- [Lines of data]
────

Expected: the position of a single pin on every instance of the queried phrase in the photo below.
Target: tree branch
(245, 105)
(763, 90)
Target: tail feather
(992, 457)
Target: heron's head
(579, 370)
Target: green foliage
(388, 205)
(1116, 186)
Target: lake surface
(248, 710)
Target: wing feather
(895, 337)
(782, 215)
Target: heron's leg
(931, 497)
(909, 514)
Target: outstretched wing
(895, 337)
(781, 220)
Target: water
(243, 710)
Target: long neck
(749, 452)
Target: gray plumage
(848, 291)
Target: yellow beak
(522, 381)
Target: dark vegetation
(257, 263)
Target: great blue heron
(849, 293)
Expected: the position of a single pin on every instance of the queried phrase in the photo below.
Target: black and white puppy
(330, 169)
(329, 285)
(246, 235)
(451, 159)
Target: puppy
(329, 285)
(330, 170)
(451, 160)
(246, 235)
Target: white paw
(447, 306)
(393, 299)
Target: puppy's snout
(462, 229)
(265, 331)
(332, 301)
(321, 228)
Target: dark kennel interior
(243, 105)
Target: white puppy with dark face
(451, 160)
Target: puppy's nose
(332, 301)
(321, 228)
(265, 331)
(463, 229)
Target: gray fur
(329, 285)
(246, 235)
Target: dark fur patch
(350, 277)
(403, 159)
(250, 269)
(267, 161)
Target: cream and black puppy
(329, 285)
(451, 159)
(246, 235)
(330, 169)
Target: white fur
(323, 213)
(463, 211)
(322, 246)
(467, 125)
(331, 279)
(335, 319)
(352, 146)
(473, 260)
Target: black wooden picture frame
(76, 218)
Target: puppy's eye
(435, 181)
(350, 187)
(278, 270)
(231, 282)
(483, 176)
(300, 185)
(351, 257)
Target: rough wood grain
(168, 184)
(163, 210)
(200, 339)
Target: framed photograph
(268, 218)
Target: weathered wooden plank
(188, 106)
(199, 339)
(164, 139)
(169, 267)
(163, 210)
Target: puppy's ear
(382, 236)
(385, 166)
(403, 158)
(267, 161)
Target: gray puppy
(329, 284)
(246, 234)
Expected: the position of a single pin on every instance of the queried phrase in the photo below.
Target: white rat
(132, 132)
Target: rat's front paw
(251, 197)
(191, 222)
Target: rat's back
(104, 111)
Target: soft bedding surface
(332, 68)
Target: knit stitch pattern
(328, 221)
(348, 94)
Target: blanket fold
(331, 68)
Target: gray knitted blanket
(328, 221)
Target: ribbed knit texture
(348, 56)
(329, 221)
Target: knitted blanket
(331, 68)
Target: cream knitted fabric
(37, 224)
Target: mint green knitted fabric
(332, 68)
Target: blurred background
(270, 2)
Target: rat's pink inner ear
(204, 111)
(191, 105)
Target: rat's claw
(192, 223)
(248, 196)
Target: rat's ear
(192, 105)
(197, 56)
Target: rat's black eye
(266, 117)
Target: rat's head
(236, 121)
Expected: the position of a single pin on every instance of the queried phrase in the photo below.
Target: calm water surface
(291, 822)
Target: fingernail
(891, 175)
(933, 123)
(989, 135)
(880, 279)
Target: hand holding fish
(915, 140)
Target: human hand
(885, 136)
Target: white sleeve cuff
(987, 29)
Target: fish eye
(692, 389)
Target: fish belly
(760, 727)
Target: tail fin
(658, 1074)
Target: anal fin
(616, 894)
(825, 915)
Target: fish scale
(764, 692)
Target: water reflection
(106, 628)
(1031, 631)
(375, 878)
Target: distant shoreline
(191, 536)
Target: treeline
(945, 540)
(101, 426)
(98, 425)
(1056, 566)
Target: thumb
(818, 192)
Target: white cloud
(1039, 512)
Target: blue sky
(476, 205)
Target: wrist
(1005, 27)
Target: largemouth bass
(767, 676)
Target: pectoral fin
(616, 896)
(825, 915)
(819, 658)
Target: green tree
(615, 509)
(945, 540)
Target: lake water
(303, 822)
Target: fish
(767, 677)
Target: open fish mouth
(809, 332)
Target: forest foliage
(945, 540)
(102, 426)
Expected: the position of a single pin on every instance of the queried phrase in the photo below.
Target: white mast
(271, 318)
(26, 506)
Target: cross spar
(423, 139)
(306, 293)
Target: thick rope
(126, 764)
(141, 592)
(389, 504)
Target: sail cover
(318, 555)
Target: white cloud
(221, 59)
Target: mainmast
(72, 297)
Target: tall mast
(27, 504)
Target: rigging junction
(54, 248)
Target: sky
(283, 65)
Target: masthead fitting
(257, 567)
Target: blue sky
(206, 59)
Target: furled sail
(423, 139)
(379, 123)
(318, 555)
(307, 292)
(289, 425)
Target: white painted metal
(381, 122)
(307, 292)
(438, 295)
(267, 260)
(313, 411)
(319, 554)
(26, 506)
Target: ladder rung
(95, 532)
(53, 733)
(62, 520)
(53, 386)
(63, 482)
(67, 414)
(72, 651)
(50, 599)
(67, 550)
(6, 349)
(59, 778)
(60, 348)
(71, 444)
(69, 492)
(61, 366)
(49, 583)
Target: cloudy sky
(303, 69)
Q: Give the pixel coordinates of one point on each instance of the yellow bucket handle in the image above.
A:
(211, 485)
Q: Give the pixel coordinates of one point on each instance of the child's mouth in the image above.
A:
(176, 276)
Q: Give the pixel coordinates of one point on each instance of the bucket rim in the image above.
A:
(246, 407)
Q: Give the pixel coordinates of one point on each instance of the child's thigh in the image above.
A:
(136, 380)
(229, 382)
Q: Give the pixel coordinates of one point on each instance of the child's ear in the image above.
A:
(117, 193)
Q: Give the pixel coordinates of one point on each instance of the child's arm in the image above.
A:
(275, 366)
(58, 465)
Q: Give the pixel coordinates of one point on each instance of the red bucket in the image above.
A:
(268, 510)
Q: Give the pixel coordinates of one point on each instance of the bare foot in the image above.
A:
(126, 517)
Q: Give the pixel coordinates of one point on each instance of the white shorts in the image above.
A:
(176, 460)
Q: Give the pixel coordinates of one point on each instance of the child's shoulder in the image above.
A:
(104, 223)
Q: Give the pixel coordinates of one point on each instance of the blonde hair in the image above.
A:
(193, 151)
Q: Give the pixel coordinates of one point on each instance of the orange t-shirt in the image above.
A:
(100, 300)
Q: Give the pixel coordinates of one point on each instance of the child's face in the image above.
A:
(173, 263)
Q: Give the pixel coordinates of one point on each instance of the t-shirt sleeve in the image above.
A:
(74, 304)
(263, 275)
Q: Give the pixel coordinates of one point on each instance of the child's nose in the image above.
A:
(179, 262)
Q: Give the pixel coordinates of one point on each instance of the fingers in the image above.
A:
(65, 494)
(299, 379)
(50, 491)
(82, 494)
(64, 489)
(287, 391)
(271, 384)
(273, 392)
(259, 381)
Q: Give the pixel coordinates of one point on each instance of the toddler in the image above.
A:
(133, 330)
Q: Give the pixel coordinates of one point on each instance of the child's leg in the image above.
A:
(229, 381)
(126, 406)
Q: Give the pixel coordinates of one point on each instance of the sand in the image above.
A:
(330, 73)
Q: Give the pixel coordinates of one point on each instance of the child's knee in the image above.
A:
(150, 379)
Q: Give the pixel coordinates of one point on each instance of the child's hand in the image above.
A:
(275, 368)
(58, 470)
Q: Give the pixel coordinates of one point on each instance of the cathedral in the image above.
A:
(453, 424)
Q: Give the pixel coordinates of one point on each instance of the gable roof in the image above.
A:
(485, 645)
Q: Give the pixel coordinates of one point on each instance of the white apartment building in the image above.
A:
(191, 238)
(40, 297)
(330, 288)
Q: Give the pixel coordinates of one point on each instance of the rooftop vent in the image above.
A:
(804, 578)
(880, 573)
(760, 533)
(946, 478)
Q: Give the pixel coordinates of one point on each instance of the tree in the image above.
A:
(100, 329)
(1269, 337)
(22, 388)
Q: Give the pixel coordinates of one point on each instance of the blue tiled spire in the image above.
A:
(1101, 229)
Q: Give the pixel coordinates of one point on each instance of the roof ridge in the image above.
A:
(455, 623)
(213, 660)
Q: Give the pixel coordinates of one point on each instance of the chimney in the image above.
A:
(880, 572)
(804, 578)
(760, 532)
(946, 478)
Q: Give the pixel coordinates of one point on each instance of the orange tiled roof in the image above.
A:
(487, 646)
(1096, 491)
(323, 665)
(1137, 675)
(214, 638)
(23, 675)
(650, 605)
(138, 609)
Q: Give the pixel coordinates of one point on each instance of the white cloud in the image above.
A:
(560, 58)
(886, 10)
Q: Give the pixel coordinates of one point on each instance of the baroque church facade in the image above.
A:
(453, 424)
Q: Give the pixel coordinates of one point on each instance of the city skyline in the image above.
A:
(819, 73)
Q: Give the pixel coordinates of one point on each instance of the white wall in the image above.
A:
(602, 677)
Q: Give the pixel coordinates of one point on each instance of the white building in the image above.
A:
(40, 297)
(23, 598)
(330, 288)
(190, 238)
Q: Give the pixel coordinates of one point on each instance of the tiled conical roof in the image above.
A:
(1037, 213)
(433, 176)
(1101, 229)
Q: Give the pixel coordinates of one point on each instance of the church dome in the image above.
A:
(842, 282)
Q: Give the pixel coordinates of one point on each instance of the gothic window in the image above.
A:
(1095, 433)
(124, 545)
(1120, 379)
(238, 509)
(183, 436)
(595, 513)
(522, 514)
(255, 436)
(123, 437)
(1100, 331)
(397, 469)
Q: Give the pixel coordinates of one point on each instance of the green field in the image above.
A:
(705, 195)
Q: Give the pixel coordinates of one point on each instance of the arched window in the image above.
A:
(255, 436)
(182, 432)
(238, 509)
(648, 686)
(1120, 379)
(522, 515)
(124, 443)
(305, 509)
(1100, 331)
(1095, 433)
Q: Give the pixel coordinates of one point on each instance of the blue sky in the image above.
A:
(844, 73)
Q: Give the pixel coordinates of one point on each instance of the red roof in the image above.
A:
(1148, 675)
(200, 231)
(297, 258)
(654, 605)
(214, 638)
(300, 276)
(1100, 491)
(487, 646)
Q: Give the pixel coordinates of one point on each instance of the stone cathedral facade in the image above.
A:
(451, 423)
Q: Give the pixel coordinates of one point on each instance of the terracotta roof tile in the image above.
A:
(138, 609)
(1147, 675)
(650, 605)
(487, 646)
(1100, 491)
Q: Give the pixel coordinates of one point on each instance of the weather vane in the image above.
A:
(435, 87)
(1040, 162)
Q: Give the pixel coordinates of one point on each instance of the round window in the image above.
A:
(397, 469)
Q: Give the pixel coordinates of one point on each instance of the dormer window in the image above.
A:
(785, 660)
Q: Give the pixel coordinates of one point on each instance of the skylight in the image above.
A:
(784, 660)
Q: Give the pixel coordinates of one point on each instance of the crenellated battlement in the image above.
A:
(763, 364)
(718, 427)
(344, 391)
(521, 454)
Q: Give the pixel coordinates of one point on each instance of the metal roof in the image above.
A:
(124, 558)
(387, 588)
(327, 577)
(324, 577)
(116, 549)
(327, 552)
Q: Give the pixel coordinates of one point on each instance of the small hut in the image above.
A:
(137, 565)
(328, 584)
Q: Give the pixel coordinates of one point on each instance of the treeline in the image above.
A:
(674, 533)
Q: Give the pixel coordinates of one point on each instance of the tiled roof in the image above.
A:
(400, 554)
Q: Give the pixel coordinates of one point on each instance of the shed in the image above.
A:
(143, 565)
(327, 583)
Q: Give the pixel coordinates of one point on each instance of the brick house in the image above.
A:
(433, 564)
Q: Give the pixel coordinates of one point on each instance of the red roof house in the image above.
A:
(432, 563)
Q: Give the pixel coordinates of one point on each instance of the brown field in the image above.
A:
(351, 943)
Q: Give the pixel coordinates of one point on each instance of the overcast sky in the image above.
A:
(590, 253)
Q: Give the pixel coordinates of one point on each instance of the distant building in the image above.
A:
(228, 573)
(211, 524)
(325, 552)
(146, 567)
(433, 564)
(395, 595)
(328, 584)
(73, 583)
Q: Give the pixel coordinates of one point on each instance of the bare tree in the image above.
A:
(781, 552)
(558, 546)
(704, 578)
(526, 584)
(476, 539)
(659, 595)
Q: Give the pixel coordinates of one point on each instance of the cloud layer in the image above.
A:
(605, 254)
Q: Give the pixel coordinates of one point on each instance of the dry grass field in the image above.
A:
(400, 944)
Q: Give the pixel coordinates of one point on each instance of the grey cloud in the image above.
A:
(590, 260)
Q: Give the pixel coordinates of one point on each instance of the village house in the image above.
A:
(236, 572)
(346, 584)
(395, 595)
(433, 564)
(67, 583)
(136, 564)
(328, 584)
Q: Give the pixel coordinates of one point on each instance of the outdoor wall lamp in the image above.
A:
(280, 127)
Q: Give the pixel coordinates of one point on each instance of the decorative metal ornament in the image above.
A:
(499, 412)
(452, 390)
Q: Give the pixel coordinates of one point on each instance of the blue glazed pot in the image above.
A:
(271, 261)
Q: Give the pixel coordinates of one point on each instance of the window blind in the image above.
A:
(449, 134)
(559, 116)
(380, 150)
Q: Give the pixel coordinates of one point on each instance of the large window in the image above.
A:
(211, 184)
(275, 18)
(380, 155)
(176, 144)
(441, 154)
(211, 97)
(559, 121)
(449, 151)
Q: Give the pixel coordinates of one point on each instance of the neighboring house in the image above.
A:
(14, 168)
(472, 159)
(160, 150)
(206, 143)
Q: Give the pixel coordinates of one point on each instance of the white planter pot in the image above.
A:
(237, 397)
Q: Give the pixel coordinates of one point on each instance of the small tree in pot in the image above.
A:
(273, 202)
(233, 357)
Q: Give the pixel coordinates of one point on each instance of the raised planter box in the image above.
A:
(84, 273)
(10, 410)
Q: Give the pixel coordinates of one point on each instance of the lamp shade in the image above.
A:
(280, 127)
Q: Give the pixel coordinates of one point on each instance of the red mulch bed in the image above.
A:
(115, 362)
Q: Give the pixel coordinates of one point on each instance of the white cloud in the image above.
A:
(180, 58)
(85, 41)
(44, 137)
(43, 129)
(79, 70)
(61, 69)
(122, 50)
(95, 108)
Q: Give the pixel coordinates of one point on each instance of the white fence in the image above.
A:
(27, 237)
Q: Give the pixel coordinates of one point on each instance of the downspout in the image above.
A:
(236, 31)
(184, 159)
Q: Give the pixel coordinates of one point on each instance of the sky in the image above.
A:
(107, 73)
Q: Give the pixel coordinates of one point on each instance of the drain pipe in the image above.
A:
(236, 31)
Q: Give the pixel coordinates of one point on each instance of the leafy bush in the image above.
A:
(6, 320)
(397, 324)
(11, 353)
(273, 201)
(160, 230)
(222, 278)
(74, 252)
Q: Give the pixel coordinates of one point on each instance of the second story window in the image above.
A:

────

- [Your task] Repeat exactly the lines above, starting with the line that contains "downspout in the image above." and ending with the last line, both included, and nothing else.

- [Exercise response]
Q: Give the pixel coordinates of one point on each instance of the downspout in the image above.
A:
(236, 31)
(184, 159)
Q: Give the pixel coordinates of one point on each instance of the sky in the image above.
A:
(107, 73)
Q: Give the pixel coordinates of one point on each instance of the drain pipe in the image above.
A:
(236, 31)
Q: Give the pixel coordinates of one point on each instance of the leafy bush in the image above.
A:
(6, 320)
(397, 324)
(11, 353)
(273, 201)
(160, 230)
(222, 278)
(74, 252)
Q: Give the pixel coordinates of one point on each instance of the second story window in the image above.
A:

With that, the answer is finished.